### THE REQUEST
Write out precisely the lines beginning with the line that contains "Task: locate the antler, dropping" and ending with the last line of the entries, and no other lines.

Raw records:
::::::::::

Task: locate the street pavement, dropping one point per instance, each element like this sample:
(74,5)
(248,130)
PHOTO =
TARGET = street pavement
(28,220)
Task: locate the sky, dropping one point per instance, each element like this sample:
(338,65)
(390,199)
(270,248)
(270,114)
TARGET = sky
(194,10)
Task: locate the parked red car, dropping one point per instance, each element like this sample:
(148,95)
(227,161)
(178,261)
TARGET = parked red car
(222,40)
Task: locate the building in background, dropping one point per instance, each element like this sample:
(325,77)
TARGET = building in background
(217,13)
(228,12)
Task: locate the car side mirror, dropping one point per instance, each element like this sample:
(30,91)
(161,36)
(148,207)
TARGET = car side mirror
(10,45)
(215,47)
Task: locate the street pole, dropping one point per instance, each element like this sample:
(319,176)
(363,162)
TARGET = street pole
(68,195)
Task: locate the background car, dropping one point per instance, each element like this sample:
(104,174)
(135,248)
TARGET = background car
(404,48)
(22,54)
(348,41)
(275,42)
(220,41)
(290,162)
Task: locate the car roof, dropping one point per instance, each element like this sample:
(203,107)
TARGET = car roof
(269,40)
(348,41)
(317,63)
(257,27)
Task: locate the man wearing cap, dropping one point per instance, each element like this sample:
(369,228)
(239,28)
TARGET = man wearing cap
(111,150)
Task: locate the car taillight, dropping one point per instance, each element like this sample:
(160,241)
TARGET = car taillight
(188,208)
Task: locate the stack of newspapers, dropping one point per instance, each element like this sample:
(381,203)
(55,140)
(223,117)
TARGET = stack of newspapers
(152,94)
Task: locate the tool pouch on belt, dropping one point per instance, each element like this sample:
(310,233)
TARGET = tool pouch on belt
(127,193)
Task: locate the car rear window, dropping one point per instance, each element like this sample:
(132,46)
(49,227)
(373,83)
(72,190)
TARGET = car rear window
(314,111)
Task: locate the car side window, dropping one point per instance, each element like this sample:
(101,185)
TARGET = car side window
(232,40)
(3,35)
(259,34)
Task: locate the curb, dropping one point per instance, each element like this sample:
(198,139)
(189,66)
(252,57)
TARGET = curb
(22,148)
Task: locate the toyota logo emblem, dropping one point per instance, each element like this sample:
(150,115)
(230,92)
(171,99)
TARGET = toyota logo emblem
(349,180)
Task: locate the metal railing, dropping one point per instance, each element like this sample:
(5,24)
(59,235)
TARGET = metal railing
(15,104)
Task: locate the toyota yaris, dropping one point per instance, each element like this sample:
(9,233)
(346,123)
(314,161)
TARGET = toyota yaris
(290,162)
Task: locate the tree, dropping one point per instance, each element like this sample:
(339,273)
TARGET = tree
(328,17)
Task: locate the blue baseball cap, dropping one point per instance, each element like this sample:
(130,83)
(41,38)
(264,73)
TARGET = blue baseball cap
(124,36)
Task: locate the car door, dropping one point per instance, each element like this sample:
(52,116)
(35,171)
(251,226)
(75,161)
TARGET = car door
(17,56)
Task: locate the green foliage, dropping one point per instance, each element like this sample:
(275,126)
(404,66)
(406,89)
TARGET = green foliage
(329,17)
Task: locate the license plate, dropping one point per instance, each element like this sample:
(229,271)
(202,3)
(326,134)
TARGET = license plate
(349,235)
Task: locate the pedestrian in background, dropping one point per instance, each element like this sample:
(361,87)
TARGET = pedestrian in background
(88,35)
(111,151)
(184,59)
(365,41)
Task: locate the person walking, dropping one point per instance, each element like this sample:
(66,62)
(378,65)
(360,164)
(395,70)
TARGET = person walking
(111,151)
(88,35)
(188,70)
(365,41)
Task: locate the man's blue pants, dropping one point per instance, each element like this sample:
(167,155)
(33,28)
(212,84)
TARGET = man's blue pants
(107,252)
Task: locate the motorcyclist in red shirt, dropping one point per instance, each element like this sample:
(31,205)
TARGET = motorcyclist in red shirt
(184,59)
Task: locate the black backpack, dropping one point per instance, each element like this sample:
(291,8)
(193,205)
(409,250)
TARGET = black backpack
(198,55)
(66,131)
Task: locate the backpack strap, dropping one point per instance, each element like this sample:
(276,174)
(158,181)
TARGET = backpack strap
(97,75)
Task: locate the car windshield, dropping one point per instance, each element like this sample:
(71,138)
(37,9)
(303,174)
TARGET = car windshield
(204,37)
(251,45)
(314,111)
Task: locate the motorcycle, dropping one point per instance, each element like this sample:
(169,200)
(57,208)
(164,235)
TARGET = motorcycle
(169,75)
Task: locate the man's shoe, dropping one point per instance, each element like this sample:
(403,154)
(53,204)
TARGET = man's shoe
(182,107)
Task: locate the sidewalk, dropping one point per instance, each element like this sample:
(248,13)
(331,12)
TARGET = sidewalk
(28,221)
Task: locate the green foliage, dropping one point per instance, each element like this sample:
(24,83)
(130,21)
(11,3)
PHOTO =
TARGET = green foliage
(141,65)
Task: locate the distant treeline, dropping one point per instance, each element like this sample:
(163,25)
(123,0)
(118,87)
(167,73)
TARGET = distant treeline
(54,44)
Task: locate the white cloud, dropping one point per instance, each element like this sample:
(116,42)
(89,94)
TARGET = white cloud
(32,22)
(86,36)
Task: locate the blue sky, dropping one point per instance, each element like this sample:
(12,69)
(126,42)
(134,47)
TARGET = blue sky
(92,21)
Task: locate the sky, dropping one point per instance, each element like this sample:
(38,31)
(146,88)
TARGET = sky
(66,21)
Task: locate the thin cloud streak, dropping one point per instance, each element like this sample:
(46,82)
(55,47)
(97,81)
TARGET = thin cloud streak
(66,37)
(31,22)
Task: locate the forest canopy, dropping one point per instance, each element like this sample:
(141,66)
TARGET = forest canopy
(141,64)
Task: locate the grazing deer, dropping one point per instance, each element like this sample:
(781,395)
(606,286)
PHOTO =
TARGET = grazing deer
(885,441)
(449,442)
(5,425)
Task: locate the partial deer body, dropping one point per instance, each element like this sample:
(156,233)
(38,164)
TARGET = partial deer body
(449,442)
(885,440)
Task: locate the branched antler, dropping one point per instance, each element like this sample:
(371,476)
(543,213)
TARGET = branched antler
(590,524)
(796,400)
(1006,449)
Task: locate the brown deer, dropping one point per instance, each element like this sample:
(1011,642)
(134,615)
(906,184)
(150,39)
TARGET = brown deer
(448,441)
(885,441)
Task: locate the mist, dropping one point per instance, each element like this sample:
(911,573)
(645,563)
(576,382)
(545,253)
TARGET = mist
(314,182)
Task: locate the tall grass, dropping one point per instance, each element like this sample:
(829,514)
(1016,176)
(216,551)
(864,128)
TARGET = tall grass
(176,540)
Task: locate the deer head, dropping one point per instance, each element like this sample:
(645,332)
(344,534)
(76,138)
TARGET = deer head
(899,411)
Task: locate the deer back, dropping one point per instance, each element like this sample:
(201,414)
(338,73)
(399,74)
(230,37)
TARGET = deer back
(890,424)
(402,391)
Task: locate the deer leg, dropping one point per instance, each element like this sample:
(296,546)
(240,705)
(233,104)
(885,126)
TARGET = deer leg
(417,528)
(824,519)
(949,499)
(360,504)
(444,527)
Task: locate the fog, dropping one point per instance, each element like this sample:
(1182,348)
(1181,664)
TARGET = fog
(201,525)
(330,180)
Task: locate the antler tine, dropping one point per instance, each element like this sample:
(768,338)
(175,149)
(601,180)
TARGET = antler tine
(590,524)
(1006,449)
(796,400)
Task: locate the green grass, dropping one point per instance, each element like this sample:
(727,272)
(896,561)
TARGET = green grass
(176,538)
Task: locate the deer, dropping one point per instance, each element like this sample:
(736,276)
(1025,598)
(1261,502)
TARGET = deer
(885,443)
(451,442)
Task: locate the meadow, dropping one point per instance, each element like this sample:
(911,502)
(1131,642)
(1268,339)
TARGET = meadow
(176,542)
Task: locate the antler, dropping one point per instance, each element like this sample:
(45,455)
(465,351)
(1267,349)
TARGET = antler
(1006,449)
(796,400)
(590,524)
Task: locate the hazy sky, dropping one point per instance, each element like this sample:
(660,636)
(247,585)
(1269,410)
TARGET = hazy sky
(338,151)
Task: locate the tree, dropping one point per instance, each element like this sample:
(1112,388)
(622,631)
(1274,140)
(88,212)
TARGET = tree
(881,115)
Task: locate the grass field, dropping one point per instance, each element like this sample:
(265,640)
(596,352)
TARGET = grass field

::::::::::

### THE ANSWER
Task: locate the antler, dropping one point per instance, each element like this sample:
(45,455)
(465,351)
(1267,349)
TARGET = antler
(1006,449)
(796,400)
(590,524)
Task: locate the hazy sky, dropping one point per instance, each element like this sample:
(660,636)
(247,585)
(1269,410)
TARGET = hazy sky
(338,151)
Task: locate the tree, dropping one point per instance, each element like this sample:
(1112,388)
(622,631)
(1274,140)
(88,212)
TARGET = tree
(881,115)
Task: locate the grass field, dropping one point per instance, each element like this sample:
(265,640)
(596,352)
TARGET = grass field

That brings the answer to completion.